== Source extract ==
+++++

Every
so often I read something that stops me cold. One such occasion occurred a week
ago last Sunday when I was reading the Arizona Republic’s account of Arizona
State U.’s football victory over UCLA the previous day. The paper noted,
matter-of-factly, that the win earned ASU head coach Todd Graham $330,000 in
bonuses-- $100,000 because it was his team’s ninth of the season and $230,000 more
because it clinched a spot in the PAC-12 title game. If ASU wins that game the
$230,000 bonus would double to $460,000, or 20% of his $2.3 million annual
salary, the paper reported.
I had
to read that twice before it sunk in. A guy making $2.3M per gets a $330,000
bonus for doing what he was hired to do?
And in a state that has cut education funding during the term of its
present, severely conservative governor?
I can summarize my first thought thusly: teeeesh.
My
second thought was of Woody Hayes. Somewhere in my memory file was the fact that
the most he ever earned in a season during his 28 years as head football coach
at Ohio State U. was $43,000, and even though that tenure ended 30-plus years
ago—in 1978—it isn’t exactly ancient history. Moreover, while Graham’s rep and credentials
are modest, Hayes was a giant in his field, with multiple national titles to
his credit and mythic status on his home campus.
Woody
was offered raises but turned them down on
ground that his pay was OK for a college faculty member. When he got bonuses
for signal victories he’d divide them among his staff. If you’d have told him that in 2013 big-time
college football coaches would become lordly CEOs routinely being paid in the
$2 million-$5 million annual range, he’d have said you were nuts.
It’s
interesting even to me that I’m citing Hayes favorably here, because I didn’t
like him much when he coached. That was
partly because his teams usually beat mine (Illinois), but also because I never
cared for the way he compared football to war, a much more serious
enterprise. Further, he was the sort of
man who demanded discipline from his troops (oops, players) but couldn’t exercise it himself, aiming his frequent sideline tantrums at
photographers, game officials and inanimate objects such as first-down
markers. He got the gate at OSU when he
finally went too far in that department, punching an opposing player who’d
strayed into the Buckeye bench area during a game.
My
negative impression of Woody had its origin with my first encounter with him. I
was in the press box during the OSU-Illinois game in 1958, making myself useful
in various ways, when Bert Bertine, my boss at the Champaign-Urbana Courier,
dispatched me to shag a few post-game Buckeye quotes for his story. With a few minutes remaining I went down to
the field, and when the Ohio State players streamed into their locker room at
the gun, I streamed with them, as I’d done before with other teams after other
games. Notebook and pencil in hand, I was talking to a player when I was
confronted by Woody, red-faced angry even in victory.
“What
the hell do you think you’re doing?” he demanded.
“Er, I’m
press,” gulped the 20-year-old me.

+++++

== Exercise requirements ==
[1] According to the column on college coaching pay, who or what did Woody Hayes aim his frequent sideline tantrums at? List each one.
[2] In the column on college coaching pay, what is the most Woody Hayes ever earned in a season as head football coach at Ohio State?
[3] Reproduce word for word the passage of the column on college coaching pay that begins at the words "I can summarize" and stops after "his home campus.".
The material is separate from the column on college coaching pay.

== Data shown ==
+++++

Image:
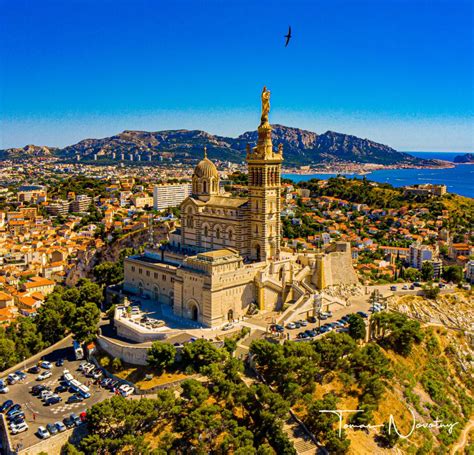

+++++

== Solutions by task ==
[1] Photographers, game officials, and inanimate objects such as first-down markers.

[2] $43,000.

[3]
I can summarize my first thought thusly: teeeesh.
My
second thought was of Woody Hayes. Somewhere in my memory file was the fact that
the most he ever earned in a season during his 28 years as head football coach
at Ohio State U. was $43,000, and even though that tenure ended 30-plus years
ago—in 1978—it isn’t exactly ancient history. Moreover, while Graham’s rep and credentials
are modest, Hayes was a giant in his field, with multiple national titles to
his credit and mythic status on his home campus.